* * * * *
(Recipes from the first broadcast on the Gerry's Dishes segment of Gerry Dawes & Friends, a weekly radio program on WPWL 103.7 FM Pawling Public Radio in Pawling, New York.)
I cook every night that I am at home and I will share the results of
successful dishes on Gerry Dawes & Friends and the Gerry Dawes &
Friends Facebook page. I will also post the photos and recipes of the
dishes on the WPWL Pawling (NY) Public Raido website and on my Gerry’s Dishes Facebook page.
One dozen heads-on shrimp or prawns.
Coarse sea salt
Pot or pan with enough water to cover the shrimp
(preferably fresh shrimp or prawns with the heads still on).
Sometimes, I use frozen or refreshed shrimp from Ace Endico or DeCicco’s in Southeast or even purchased from local supermarkets. Nevertheless, the technique is the same and works well even without fresh shrimp.
Put the shrimp a bowl in ice water with sea salt for ten minutes or put frozen shrimp in a bowl of water with sea salt for half an hour or more before cooking.
Heat a pot or pan with enough water to hold all the shrimp, but do not let the water reach a full boil, just a simmer.
Put all the shrimp you plan to cook in the water at once and set a timer for no more than five minutes, depending upon the size of the shrimp or prawns. Cooking properly may take 3 -5 minutes.
Never let the water return to boil, just watch the vapors coming off the hot water and when they return to the state they were before you put the shrimp in, turn the flame off.

» Material:

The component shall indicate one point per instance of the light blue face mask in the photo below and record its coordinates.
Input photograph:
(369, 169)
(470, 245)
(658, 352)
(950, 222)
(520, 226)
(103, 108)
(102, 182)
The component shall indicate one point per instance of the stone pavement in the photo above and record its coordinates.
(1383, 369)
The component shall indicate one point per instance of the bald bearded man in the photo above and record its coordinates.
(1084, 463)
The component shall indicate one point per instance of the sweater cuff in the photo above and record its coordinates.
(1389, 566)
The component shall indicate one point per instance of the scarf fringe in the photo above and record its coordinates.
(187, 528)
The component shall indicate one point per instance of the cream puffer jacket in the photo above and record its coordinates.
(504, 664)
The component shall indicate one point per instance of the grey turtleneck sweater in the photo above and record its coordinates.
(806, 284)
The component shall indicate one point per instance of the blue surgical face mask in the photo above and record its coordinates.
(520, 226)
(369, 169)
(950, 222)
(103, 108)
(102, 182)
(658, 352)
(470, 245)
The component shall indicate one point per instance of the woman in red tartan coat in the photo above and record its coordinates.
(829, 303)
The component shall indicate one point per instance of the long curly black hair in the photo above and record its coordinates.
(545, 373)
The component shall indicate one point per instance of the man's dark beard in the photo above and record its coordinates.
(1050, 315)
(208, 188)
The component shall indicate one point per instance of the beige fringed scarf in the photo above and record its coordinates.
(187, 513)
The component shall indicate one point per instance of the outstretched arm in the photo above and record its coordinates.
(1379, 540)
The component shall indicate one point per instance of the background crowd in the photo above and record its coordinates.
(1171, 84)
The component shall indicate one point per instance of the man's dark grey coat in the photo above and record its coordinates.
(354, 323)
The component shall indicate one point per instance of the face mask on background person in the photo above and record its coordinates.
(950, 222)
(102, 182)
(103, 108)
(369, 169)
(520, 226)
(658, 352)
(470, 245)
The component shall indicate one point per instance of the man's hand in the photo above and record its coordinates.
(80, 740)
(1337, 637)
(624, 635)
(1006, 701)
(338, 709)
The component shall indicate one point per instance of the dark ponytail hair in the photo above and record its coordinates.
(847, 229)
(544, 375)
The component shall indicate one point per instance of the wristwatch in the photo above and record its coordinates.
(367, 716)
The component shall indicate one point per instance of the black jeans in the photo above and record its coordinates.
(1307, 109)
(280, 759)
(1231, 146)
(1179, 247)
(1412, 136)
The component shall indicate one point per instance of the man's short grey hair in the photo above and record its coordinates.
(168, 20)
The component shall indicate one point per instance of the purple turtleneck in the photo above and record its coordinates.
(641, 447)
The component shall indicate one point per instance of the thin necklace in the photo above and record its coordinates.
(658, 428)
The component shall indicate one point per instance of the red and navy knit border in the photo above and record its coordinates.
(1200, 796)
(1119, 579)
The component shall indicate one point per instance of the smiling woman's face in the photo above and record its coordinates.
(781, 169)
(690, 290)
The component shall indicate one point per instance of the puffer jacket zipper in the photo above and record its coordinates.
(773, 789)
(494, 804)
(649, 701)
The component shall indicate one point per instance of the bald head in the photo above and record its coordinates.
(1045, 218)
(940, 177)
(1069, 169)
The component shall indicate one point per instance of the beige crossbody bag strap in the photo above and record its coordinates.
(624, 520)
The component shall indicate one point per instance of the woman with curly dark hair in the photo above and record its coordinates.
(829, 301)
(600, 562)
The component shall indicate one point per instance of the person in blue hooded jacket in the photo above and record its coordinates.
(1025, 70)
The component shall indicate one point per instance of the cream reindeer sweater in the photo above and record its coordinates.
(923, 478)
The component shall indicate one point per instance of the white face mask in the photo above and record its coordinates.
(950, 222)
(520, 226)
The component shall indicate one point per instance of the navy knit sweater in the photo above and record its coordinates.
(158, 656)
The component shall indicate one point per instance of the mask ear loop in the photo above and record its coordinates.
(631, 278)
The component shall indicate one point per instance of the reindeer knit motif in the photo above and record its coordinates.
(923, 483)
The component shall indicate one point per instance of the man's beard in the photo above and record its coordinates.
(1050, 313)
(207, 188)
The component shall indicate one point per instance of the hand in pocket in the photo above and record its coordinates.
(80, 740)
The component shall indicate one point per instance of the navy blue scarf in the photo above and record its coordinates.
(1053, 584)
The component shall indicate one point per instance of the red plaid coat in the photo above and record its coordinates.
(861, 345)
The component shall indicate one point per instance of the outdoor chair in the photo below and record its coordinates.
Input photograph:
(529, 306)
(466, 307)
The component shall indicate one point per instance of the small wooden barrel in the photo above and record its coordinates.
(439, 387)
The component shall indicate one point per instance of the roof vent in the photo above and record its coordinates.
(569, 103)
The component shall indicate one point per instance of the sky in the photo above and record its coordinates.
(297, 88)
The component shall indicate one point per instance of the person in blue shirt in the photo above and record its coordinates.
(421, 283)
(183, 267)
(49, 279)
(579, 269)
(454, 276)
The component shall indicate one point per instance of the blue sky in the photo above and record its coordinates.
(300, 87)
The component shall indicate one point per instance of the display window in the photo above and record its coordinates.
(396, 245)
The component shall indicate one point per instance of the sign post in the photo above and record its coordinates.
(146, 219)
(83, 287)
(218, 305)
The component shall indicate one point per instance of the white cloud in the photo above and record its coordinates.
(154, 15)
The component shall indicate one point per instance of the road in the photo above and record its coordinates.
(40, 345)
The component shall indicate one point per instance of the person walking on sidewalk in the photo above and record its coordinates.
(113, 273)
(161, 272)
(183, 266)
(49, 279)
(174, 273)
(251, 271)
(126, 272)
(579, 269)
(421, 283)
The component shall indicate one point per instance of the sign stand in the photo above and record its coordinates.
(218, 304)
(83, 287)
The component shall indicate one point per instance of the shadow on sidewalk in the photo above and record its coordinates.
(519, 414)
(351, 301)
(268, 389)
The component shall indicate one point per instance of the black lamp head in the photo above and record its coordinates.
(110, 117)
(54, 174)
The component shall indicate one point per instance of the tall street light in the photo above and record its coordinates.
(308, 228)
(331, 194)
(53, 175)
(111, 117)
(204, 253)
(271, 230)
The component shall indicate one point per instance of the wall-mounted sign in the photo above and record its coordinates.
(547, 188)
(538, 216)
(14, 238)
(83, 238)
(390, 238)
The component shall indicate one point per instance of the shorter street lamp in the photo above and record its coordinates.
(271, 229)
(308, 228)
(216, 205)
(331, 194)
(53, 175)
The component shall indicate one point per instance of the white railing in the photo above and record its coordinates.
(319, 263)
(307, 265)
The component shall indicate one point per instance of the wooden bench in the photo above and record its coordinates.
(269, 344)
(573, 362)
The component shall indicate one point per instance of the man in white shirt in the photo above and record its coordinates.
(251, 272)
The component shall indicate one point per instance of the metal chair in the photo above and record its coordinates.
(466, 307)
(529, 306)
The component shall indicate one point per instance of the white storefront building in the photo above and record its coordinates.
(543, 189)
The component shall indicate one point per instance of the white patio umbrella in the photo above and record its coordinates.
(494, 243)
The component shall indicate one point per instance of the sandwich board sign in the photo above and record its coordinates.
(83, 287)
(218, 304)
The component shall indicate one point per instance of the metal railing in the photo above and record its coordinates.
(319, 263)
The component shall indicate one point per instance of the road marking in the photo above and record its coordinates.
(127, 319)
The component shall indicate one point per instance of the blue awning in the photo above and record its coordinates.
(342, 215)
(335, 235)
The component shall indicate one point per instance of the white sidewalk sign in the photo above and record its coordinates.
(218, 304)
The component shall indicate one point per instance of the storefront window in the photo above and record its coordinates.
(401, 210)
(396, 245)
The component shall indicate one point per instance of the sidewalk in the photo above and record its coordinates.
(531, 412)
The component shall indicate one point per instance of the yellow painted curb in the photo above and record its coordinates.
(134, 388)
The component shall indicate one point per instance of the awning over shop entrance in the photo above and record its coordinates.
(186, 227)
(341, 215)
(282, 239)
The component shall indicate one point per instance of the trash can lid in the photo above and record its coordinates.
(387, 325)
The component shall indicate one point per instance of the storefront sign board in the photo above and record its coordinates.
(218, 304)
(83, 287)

» Stated goal 1: Summarize the recipe page in two sentences.
» Stated goal 2: In the recipe page, change the passage between "I cook every" and "more before cooking.", inclusive, so that "kosher salt" stands in place of "sea salt".
The records have nothing to do with the recipe page.

» Exercise answer 1: The writer cooks every night at home and will share successful dishes on Gerry Dawes & Friends, posting photos and recipes on the WPWL Pawling Public Radio website and on Facebook pages. For the shrimp, soak them in salted ice water (or frozen ones in salted water for half an hour or more), put them all at once into water kept at a simmer, and cook for three to five minutes, turning off the flame when the vapors return to their earlier state.

» Exercise answer 2:
I cook every night that I am at home and I will share the results of
successful dishes on Gerry Dawes & Friends and the Gerry Dawes &
Friends Facebook page. I will also post the photos and recipes of the
dishes on the WPWL Pawling (NY) Public Raido website and on my Gerry’s Dishes Facebook page.
One dozen heads-on shrimp or prawns.
Coarse kosher salt
Pot or pan with enough water to cover the shrimp
(preferably fresh shrimp or prawns with the heads still on).
Sometimes, I use frozen or refreshed shrimp from Ace Endico or DeCicco’s in Southeast or even purchased from local supermarkets. Nevertheless, the technique is the same and works well even without fresh shrimp.
Put the shrimp a bowl in ice water with kosher salt for ten minutes or put frozen shrimp in a bowl of water with kosher salt for half an hour or more before cooking.